- **TASK PROMPT**
Transcribe every item below line for line, with no change to any character.

- **GIVEN DATA**
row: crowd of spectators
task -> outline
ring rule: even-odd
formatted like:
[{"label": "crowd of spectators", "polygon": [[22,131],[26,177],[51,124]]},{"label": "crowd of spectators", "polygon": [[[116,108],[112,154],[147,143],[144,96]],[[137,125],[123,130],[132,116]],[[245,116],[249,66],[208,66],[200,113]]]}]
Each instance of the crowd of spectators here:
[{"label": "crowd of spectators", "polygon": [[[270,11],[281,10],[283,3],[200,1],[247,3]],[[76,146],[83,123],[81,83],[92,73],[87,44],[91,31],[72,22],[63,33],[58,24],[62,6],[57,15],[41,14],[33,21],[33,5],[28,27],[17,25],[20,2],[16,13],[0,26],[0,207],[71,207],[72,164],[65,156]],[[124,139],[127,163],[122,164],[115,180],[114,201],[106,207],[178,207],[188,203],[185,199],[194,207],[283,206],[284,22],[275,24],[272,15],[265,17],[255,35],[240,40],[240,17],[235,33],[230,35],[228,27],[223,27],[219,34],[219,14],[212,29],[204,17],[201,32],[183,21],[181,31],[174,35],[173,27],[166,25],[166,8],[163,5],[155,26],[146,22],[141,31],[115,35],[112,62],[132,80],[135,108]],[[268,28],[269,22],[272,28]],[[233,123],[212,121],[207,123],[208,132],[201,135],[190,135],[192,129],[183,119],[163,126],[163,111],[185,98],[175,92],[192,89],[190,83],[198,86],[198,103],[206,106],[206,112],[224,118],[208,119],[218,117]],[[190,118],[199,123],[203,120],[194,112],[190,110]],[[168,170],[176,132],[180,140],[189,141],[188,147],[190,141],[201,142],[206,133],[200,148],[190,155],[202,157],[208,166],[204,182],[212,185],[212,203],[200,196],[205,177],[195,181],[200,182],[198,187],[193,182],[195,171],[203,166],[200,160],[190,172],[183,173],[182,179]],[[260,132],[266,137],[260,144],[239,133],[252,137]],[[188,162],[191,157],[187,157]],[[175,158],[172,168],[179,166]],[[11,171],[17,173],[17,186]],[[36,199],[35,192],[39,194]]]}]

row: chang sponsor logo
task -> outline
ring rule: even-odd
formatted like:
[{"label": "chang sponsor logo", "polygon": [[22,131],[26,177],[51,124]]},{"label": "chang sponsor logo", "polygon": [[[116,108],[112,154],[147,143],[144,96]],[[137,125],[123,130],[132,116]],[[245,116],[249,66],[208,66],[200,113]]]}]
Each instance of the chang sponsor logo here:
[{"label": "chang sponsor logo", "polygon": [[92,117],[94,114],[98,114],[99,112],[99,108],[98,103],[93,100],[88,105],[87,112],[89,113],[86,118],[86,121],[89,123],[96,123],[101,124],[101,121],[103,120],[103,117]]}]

- **WRITTEN SOLUTION**
row: crowd of spectators
task -> outline
ring rule: even-odd
formatted like:
[{"label": "crowd of spectators", "polygon": [[22,131],[26,177],[51,124]]},{"label": "crowd of spectators", "polygon": [[[116,108],[112,154],[147,143],[144,96]],[[137,125],[123,130],[132,116]],[[245,116],[249,66],[208,66],[200,113]]]}]
Each instance of the crowd of spectators here:
[{"label": "crowd of spectators", "polygon": [[[270,11],[281,10],[283,3],[200,1],[247,3]],[[76,146],[83,123],[81,83],[92,73],[87,44],[91,31],[72,22],[63,33],[58,24],[62,6],[57,15],[41,14],[33,21],[33,5],[28,27],[17,25],[20,2],[16,13],[0,26],[0,207],[71,207],[72,164],[65,156]],[[124,139],[127,163],[122,164],[115,180],[114,201],[106,207],[178,207],[188,203],[185,199],[194,207],[283,206],[284,22],[275,24],[272,15],[265,17],[255,35],[240,40],[240,17],[235,33],[230,35],[228,27],[223,27],[219,34],[219,14],[212,29],[204,17],[201,32],[183,21],[181,31],[174,35],[173,27],[166,25],[166,8],[163,5],[155,26],[146,22],[141,31],[115,35],[112,62],[132,80],[135,108]],[[268,28],[269,22],[272,28]],[[233,123],[212,121],[207,123],[208,132],[201,135],[190,135],[192,129],[183,119],[163,126],[163,111],[185,98],[175,92],[192,89],[190,83],[198,86],[198,103],[206,106],[206,112],[224,118],[208,119],[218,117]],[[190,118],[199,123],[203,120],[194,112],[190,110]],[[168,170],[176,132],[180,140],[189,141],[188,147],[190,141],[201,142],[206,133],[200,148],[190,155],[202,157],[208,166],[204,182],[212,185],[212,203],[200,196],[205,177],[195,181],[200,182],[198,187],[193,182],[195,171],[203,166],[200,160],[190,172],[183,173],[182,179]],[[260,132],[266,137],[260,144],[239,133],[252,137]],[[188,162],[191,157],[187,157]],[[175,158],[172,168],[179,166]],[[11,171],[17,173],[17,186]],[[36,199],[35,192],[39,194]]]}]

row: chang sponsor logo
task -> outline
ring rule: even-odd
formatted like:
[{"label": "chang sponsor logo", "polygon": [[22,131],[26,177],[51,124]]},{"label": "chang sponsor logo", "polygon": [[[116,108],[112,154],[147,143],[144,96]],[[137,125],[123,130],[132,116]],[[245,116],[249,66],[208,66],[200,113]]]}]
Each instance of the chang sponsor logo here:
[{"label": "chang sponsor logo", "polygon": [[92,117],[94,114],[98,114],[99,112],[99,108],[98,103],[93,100],[88,105],[87,112],[89,113],[86,118],[86,121],[89,123],[96,123],[101,124],[101,121],[103,120],[103,117]]}]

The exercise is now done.